ФОРМУЛИРОВКА ЗАДАНИЯ A:
Перепишите дословно фрагмент отрывка о знакомстве с Карин, начиная со слов «Наутро 31 мая» и заканчивая словами «впервые столько гостей.».

ОТРЫВОК ТЕКСТА:
########

Текст книги "Быть русским"
Автор книги: Валерий Байдин
Жанр: Биографии и Мемуары, Публицистика
Возрастные ограничения: +16
сообщить о неприемлемом содержимом
Текущая страница: 12 (всего у книги 45 страниц)
Карин
Обучение в университетском Центре христианского образования завершилось простенькими экзаменами. За ними последовал прощальный полдник с кофе, чаем и шоколадными конфетами. Все друг другу улыбались, каждый думал о своём. Общий разговор не клеился и не казался дружеским. Мы с Патриком вяло пожали друг другу руки, обменялись двумя деревянными фразами и расстались, отводя глаза в сторону. Он не скрывал разочарования. Полная неудача у него произошла не только со мной. Идеями экуменизма не соблазнился никто из москвичей.
Наутро 31 мая все студенты съехали из гостиницы в Шато де Боссе и отправились на родину, а я – в квартиру Хааба.
За несколько дней до конца наших занятий и отъезда из Шато де Боссе случилось нечто непредставимое. Секретарь Центра вдруг пригласила меня в ресторан: назавтра, на вечер. Познакомились мы в день моего прибытия. Она посмотрела в список и удивлённо повторила мою фамилию:
– Вы тоже из Москвы? Уже четвёртый человек. Из России к нам впервые столько гостей.
– И каково ваше впечатление о москвичах?
Она охотно улыбнулась:
– Прекрасное! – и вдруг добавила: – У вас женское имя, Валери.
– В России оно вполне мужское и произносится с «й» на конце.
– Валери́й? – попробовала она.
– Валéрий, от латинского valere «быть здоровым».
– Ясно, – усмехнулась. – Значит, вы всегда здоровы?
– Стараюсь. А вас как зовут?
– Карин, – на её лице держалась приветливая улыбка. – Жаль, я не знаю ни слова по-русски.
– Тогда вот вам первое: пока! Это значит «до скорого».
– По-ка! Так просто! – она рассмеялась. – Вот ваш пропуск в столовую на всё время пребывания. Расписание на дверях. На завтрак, обед, ужин лучше не опаздывать – останетесь голодным.
В ответ улыбнулся я:
– Строго, как в монастыре! – я изобразил притворный ужас и улыбнулся на прощанье: – Пока, Карин!
Ей было около тридцати. Она была мила, когда улыбалась, становилась почти красивой. Карин отвечала за проведение международных конференций и приём приезжих. Работала по сложному графику через день – то с утра, то с обеда. Секретарское бюро со стеклянной перегородкой, на треть обрезанной над столом, находилось при входе главное здание в Шато де Боссе с боковой старинной круглой башней. Карин сменяла плоскогрудая дама лет пятидесяти в тяжёлых очках – совершенное воплощение чиновницы. Неподвижные глаза, прилипшие к толстым стёклам, заученные фразы и движения вызывали оторопь. Шуток это существо не воспринимало, на улыбки не отвечало, источая тихую неприязнь ко всему на свете. На третий день я не удержался:
– Мадам, у вас на плече муха. Это ваша сотрудница?

########

ДАННЫЕ УПРАЖНЕНИЯ:
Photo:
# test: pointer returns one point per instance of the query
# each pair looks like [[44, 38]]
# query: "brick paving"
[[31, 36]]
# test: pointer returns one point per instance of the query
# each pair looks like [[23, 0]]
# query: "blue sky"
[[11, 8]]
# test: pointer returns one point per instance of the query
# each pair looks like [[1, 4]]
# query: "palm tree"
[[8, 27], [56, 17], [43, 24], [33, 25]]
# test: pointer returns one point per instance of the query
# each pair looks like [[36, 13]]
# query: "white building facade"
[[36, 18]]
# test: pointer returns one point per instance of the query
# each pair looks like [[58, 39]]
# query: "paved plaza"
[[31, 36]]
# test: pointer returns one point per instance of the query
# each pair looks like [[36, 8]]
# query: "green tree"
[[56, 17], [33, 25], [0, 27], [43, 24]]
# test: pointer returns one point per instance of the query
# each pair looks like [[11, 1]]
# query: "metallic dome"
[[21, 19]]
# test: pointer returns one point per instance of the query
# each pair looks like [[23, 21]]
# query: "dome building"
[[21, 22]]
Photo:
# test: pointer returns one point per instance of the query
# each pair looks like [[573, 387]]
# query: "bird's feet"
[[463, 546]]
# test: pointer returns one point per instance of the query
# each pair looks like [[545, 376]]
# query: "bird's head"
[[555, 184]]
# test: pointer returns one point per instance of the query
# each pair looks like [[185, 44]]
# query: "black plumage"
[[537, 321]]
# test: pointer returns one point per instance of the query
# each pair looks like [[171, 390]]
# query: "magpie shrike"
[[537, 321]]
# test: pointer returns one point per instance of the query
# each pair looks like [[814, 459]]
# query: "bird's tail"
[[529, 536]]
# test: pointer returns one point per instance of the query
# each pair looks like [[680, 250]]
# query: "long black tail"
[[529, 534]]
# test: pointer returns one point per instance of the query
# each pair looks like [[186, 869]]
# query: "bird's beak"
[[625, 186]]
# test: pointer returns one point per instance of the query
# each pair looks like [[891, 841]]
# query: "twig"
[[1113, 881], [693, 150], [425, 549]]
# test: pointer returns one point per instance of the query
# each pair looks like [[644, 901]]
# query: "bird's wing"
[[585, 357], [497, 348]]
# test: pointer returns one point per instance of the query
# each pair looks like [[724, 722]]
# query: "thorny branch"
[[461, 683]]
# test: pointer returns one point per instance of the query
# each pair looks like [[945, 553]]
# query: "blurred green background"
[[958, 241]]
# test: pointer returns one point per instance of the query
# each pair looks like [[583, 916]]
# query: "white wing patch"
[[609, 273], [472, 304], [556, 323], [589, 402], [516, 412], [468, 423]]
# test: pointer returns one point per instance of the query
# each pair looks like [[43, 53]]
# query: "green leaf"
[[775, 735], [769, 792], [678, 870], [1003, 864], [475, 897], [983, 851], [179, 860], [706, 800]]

########

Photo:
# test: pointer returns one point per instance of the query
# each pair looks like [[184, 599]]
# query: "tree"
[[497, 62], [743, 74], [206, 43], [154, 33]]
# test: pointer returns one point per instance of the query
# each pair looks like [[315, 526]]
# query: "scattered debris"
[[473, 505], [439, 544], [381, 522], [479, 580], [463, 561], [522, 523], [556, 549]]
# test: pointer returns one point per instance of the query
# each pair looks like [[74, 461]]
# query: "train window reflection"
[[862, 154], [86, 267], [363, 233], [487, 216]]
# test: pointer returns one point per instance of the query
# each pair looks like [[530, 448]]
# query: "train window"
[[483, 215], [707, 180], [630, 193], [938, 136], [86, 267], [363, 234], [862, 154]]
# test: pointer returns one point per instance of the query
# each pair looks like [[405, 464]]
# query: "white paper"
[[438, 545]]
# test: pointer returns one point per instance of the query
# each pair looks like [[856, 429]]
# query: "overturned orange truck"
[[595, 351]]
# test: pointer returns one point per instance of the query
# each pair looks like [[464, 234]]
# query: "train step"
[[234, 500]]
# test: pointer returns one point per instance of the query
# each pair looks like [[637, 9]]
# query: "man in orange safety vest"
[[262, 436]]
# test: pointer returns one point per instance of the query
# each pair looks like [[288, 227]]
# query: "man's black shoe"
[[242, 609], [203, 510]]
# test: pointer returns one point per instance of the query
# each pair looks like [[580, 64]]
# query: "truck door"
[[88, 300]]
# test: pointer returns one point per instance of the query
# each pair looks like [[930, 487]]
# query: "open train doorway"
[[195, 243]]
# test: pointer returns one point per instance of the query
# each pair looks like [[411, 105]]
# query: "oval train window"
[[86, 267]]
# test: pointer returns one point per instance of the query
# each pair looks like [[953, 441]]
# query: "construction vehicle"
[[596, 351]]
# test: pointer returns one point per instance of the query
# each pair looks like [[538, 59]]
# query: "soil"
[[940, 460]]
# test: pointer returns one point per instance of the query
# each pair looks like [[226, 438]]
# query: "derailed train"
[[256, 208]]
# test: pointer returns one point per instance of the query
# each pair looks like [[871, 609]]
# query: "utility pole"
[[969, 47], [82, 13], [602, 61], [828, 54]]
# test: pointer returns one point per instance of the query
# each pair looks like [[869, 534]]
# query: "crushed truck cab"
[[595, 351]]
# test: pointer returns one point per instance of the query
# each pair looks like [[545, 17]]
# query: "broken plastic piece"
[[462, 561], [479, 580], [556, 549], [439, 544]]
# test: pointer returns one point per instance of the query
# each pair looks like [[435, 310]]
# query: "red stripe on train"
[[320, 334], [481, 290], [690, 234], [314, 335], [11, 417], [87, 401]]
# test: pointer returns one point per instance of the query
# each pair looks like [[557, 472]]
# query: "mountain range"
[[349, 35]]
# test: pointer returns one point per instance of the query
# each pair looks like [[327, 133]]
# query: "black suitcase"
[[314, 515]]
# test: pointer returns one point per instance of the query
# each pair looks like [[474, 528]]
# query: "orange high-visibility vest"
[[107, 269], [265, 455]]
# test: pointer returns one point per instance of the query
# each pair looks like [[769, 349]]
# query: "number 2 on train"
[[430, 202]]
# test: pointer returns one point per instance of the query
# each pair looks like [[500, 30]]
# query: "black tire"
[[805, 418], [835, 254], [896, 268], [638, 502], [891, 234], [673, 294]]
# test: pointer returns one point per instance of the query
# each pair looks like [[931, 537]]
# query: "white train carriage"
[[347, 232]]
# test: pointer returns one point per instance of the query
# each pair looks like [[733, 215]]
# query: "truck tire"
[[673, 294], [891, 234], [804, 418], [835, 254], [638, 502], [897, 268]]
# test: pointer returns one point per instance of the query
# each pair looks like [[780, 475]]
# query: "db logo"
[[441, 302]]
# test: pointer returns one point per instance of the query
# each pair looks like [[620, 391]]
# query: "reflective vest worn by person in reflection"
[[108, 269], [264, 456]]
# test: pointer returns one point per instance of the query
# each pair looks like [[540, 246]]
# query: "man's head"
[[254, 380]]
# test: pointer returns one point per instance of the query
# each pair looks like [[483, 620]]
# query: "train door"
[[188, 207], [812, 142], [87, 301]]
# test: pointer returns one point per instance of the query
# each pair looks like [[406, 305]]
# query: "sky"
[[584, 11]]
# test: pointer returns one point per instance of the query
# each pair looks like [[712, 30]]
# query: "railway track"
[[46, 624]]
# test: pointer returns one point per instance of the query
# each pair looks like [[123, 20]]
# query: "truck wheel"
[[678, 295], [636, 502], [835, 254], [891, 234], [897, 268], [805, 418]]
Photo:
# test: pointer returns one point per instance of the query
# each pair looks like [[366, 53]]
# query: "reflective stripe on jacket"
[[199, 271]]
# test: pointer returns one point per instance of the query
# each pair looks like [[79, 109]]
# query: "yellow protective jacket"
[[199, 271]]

########

ФОРМУЛИРОВКА ЗАДАНИЯ B:
Соберите из данных все строки, где встречается слово «orange».

ВЕРНЫЙ ОТВЕТ A:
Наутро 31 мая все студенты съехали из гостиницы в Шато де Боссе и отправились на родину, а я – в квартиру Хааба.
За несколько дней до конца наших занятий и отъезда из Шато де Боссе случилось нечто непредставимое. Секретарь Центра вдруг пригласила меня в ресторан: назавтра, на вечер. Познакомились мы в день моего прибытия. Она посмотрела в список и удивлённо повторила мою фамилию:
– Вы тоже из Москвы? Уже четвёртый человек. Из России к нам впервые столько гостей.

ВЕРНЫЙ ОТВЕТ B:
# query: "overturned orange truck"
# query: "man in orange safety vest"
# query: "orange high-visibility vest"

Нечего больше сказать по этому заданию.